_SET TASK_
Put every line of the records below into a Markdown table with the columns Row and Line, numbering the rows and skipping blank lines. Leave the pictures out.

(Stored items from a collection)

## begin

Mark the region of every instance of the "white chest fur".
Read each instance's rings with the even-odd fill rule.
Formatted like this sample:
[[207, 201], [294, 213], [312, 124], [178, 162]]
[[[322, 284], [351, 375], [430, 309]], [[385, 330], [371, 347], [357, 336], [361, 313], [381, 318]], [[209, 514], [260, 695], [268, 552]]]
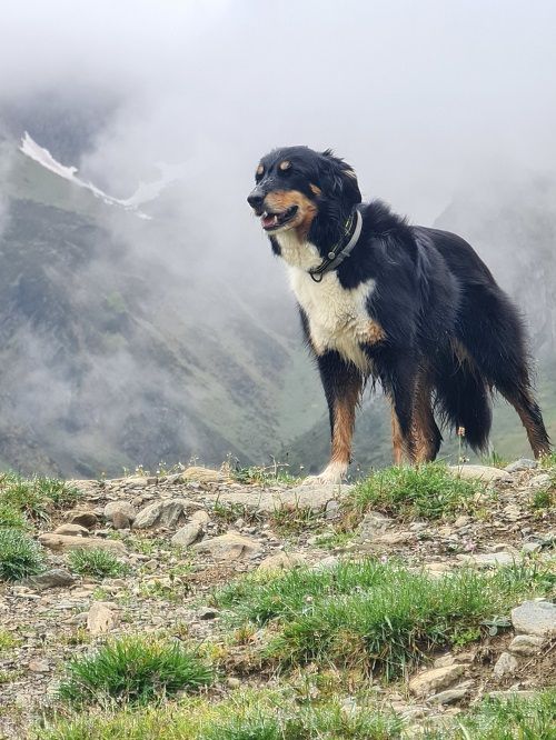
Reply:
[[289, 267], [290, 284], [307, 314], [312, 346], [317, 354], [336, 350], [363, 372], [369, 362], [361, 349], [375, 336], [374, 324], [367, 311], [367, 299], [375, 289], [369, 280], [357, 288], [341, 287], [336, 272], [327, 272], [320, 282], [296, 267]]

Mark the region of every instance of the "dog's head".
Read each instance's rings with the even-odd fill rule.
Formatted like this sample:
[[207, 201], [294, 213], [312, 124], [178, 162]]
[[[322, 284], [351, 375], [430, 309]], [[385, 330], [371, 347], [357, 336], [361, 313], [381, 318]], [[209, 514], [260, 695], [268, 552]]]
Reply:
[[296, 229], [305, 240], [319, 221], [327, 231], [342, 224], [361, 202], [354, 170], [330, 150], [275, 149], [260, 160], [255, 182], [247, 200], [270, 236]]

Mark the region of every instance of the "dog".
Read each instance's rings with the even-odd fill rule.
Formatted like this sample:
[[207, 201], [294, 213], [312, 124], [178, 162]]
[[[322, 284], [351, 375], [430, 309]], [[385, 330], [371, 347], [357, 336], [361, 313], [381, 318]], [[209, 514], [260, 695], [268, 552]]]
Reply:
[[395, 464], [436, 458], [437, 420], [485, 451], [494, 390], [516, 409], [535, 457], [549, 452], [523, 320], [464, 239], [409, 226], [380, 200], [363, 203], [354, 169], [331, 150], [275, 149], [255, 182], [247, 200], [286, 262], [328, 403], [320, 482], [347, 472], [369, 379], [391, 403]]

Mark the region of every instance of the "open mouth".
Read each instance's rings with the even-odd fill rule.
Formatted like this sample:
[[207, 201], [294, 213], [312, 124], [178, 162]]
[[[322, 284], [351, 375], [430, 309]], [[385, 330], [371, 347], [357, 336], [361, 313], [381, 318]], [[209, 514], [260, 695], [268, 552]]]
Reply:
[[291, 221], [297, 211], [297, 206], [291, 206], [281, 213], [269, 213], [269, 211], [265, 211], [260, 217], [260, 222], [265, 231], [274, 231], [288, 223], [288, 221]]

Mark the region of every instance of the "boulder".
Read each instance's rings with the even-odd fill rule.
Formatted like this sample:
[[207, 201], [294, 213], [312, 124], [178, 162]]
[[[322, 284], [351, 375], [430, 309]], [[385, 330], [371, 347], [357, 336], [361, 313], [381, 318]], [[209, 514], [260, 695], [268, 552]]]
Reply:
[[98, 537], [75, 537], [71, 534], [56, 534], [46, 532], [39, 534], [39, 543], [53, 552], [64, 552], [67, 550], [110, 550], [118, 554], [126, 554], [127, 550], [121, 542], [117, 540], [102, 540]]

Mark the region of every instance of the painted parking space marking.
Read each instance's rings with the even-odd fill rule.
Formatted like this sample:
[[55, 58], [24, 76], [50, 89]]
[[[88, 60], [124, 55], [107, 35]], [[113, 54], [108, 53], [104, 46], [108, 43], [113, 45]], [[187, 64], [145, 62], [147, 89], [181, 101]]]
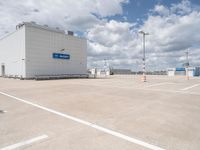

## end

_WRITTEN RESPONSE_
| Row | Line |
|---|---|
| 1 | Mark the region of every instance of the "white chest fur". |
| 2 | Read each instance's rings with the even-odd fill rule. |
| 3 | Formatted like this sample: |
| 4 | [[207, 201], [294, 213], [312, 124], [178, 162]] |
| 5 | [[[322, 284], [351, 375], [430, 309]], [[385, 330], [371, 347], [357, 336], [361, 313], [381, 318]], [[209, 514], [260, 695], [268, 552]]] |
| 6 | Reply: |
| 7 | [[289, 267], [290, 284], [307, 314], [312, 346], [317, 354], [336, 350], [363, 372], [369, 362], [361, 349], [375, 336], [374, 324], [367, 311], [367, 299], [375, 289], [369, 280], [357, 288], [341, 287], [336, 272], [327, 272], [320, 282], [296, 267]] |
| 8 | Mark the region of every instance of the "dog's head". |
| 9 | Read each instance's rings with the even-odd fill rule. |
| 10 | Formatted like this sample: |
| 11 | [[207, 201], [294, 213], [312, 124], [178, 162]] |
| 12 | [[[322, 284], [351, 375], [430, 309]], [[385, 330], [371, 347], [357, 336], [361, 313], [381, 318]], [[209, 514], [260, 695], [268, 552]]] |
| 13 | Reply: |
| 14 | [[296, 229], [305, 240], [319, 221], [327, 231], [342, 224], [361, 202], [354, 170], [330, 150], [275, 149], [260, 160], [255, 182], [247, 200], [270, 236]] |
| 15 | Mark the region of every instance of the "dog". |
| 16 | Read each instance's rings with the even-odd fill rule. |
| 17 | Formatted like this sample: |
| 18 | [[207, 201], [294, 213], [312, 124], [178, 162]] |
| 19 | [[[322, 284], [351, 375], [430, 309]], [[385, 330], [371, 347], [357, 336], [361, 313], [381, 318]], [[209, 514], [260, 695], [268, 552]]] |
| 20 | Reply: |
| 21 | [[395, 464], [436, 458], [437, 420], [485, 451], [494, 390], [516, 409], [535, 457], [549, 452], [523, 320], [464, 239], [409, 226], [380, 200], [363, 203], [354, 169], [331, 150], [275, 149], [255, 182], [247, 200], [286, 262], [328, 403], [320, 482], [347, 472], [369, 379], [391, 403]] |
| 22 | Mark the region of every instance of the "open mouth". |
| 23 | Read each instance's rings with the even-odd fill rule. |
| 24 | Formatted like this sample: |
| 25 | [[207, 201], [294, 213], [312, 124], [178, 162]] |
| 26 | [[[322, 284], [351, 375], [430, 309]], [[385, 330], [371, 347], [357, 336], [361, 313], [381, 318]], [[209, 514], [260, 695], [268, 552]]] |
| 27 | Reply: |
| 28 | [[291, 221], [297, 211], [297, 206], [291, 206], [281, 213], [269, 213], [269, 211], [265, 211], [260, 217], [260, 222], [265, 231], [274, 231], [288, 223], [288, 221]] |
| 29 | Mark the region of every instance of the "boulder". |
| 30 | Read each instance's rings with the even-odd fill rule. |
| 31 | Formatted like this sample: |
| 32 | [[207, 201], [294, 213], [312, 124], [178, 162]] |
| 33 | [[[322, 284], [351, 375], [430, 309]], [[385, 330], [371, 347], [357, 336], [361, 313], [381, 318]], [[209, 514], [260, 695], [268, 552]]] |
| 34 | Reply: |
| 35 | [[98, 537], [75, 537], [71, 534], [56, 534], [46, 532], [39, 534], [39, 543], [53, 552], [64, 552], [67, 550], [110, 550], [118, 554], [126, 554], [127, 550], [121, 542], [117, 540], [102, 540]] |
| 36 | Mark the region of every instance of the painted parking space marking. |
| 37 | Read each instance's rings with the even-odd fill rule. |
| 38 | Formatted like this sample: |
| 39 | [[55, 58], [24, 76], [50, 89]] |
| 40 | [[[88, 60], [124, 55], [107, 35]], [[113, 54], [108, 53], [104, 46], [108, 43], [113, 45]], [[187, 64], [145, 62], [147, 89], [181, 101]]] |